→ **Work instruction**: All lines from the one with "white petal just" through the last line of the data below should be copied exactly; please add nothing.

→ **Excerpted records**:
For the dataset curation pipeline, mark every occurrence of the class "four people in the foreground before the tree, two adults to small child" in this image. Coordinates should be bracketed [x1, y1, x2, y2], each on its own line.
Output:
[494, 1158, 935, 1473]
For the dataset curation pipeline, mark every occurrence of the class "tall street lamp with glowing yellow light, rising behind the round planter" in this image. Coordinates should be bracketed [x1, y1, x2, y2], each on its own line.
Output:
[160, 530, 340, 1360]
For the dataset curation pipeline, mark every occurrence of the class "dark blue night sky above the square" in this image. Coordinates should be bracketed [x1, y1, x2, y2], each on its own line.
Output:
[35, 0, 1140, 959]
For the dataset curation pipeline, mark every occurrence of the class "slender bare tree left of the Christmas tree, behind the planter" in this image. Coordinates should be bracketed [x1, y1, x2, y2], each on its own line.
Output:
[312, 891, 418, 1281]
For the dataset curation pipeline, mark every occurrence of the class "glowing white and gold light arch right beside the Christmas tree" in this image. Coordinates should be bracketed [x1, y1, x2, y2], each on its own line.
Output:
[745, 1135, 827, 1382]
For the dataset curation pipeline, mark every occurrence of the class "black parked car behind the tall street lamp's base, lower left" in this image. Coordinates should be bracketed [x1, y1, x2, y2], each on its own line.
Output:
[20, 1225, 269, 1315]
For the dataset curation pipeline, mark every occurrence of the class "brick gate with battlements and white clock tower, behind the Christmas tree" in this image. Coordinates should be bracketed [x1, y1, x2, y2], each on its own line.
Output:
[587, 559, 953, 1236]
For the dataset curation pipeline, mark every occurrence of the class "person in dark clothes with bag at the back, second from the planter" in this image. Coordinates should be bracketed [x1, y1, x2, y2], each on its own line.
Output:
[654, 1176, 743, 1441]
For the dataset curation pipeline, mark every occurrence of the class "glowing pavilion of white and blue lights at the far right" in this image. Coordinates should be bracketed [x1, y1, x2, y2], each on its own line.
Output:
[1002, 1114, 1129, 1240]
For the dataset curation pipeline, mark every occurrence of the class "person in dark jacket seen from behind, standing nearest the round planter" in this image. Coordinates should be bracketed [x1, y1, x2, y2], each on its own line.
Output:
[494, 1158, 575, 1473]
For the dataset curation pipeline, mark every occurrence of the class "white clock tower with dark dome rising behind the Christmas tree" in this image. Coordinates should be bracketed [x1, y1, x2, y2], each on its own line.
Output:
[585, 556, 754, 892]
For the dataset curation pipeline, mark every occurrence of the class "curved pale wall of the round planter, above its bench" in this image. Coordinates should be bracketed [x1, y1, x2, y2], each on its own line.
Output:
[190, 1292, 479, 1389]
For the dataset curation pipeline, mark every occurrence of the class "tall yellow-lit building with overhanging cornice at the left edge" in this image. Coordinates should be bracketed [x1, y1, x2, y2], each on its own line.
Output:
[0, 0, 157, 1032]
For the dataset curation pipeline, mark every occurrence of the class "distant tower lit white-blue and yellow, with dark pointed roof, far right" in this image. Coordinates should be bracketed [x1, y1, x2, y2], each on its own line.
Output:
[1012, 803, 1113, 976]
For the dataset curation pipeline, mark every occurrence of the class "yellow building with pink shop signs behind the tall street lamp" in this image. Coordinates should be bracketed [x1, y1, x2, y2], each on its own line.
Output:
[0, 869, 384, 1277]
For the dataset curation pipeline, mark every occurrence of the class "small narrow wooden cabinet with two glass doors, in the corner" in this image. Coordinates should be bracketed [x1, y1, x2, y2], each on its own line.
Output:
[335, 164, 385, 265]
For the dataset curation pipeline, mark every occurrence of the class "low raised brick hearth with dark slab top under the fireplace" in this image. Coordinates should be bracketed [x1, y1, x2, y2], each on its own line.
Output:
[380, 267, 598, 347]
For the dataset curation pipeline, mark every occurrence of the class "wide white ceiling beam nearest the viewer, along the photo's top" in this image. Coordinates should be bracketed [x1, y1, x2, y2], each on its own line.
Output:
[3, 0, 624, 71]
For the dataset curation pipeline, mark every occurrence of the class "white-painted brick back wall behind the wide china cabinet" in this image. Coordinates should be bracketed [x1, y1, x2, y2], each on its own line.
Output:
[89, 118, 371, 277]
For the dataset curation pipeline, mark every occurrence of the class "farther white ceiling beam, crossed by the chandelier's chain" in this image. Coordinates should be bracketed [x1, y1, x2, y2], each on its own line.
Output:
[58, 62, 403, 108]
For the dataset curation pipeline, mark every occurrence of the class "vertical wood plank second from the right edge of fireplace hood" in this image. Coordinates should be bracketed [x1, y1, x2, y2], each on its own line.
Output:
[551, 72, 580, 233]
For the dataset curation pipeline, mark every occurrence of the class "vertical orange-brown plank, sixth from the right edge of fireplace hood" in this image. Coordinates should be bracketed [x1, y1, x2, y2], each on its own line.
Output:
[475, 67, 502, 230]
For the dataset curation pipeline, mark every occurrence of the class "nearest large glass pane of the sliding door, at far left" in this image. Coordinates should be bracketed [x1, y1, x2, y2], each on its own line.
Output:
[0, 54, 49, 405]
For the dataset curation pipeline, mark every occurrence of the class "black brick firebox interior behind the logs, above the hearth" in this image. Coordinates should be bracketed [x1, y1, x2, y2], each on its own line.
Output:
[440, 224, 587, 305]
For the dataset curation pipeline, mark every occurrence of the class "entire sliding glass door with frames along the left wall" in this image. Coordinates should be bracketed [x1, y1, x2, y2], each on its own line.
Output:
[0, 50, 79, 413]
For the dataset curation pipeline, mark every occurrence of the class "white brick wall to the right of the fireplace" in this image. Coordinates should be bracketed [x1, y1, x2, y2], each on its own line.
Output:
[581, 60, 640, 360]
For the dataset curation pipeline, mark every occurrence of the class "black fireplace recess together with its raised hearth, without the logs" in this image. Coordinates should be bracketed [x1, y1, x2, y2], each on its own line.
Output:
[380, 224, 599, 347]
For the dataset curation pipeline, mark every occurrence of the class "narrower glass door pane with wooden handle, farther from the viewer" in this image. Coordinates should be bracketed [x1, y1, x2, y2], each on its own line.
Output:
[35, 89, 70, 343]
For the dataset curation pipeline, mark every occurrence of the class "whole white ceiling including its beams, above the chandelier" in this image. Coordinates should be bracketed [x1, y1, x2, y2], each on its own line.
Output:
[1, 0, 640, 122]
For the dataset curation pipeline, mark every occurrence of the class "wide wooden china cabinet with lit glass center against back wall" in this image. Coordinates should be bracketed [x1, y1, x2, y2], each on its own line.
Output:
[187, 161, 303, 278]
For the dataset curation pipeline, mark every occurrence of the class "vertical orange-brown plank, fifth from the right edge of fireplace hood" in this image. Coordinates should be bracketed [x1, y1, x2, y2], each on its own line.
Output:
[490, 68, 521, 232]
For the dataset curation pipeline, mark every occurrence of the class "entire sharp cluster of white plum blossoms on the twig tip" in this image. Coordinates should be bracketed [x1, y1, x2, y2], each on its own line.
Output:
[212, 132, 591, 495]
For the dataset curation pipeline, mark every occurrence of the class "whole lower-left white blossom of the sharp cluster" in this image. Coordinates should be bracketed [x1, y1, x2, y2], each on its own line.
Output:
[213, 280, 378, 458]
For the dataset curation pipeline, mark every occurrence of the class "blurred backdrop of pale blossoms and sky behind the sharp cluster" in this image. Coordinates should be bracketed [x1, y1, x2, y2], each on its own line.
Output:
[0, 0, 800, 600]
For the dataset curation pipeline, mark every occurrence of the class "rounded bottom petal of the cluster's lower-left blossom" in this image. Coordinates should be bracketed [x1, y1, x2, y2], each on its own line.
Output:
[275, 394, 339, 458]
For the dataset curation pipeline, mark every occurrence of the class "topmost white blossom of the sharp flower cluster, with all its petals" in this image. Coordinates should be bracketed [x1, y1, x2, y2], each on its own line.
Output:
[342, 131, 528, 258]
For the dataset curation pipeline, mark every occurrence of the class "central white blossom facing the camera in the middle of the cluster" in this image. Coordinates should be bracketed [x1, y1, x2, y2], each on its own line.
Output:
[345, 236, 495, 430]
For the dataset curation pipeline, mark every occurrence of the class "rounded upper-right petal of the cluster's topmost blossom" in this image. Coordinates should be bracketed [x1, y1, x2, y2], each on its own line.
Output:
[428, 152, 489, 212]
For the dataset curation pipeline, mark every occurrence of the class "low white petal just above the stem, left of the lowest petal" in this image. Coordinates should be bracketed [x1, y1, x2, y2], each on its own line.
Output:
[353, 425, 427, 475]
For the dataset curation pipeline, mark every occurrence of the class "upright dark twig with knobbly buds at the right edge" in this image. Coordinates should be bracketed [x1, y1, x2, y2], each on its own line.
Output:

→ **Worked solution**:
For the dataset curation pipeline, mark every occurrence of the class "low white petal just above the stem, left of the lowest petal" in this image. Coordinates should be bracketed [x1, y1, x2, y2], each on its own line.
Output:
[353, 425, 427, 475]
For the dataset curation pipeline, mark every occurrence of the class "upright dark twig with knobbly buds at the right edge" in this image. Coordinates should be bracketed [x1, y1, x2, y2], each on its own line.
Output:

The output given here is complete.